Segment Open
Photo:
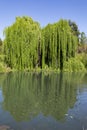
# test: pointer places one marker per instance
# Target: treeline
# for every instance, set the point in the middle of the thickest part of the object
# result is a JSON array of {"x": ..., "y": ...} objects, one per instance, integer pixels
[{"x": 27, "y": 46}]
Segment Closed
- _Exercise prompt_: Quote all the lines above exactly as given. Do not include the pictures.

- _Result_:
Photo:
# test: pointer places one marker per instance
# Target: treeline
# for every instance, set the point in the middle of the thickest part of the object
# result is a JSON array of {"x": ..., "y": ...} objects, one per instance, integer pixels
[{"x": 27, "y": 46}]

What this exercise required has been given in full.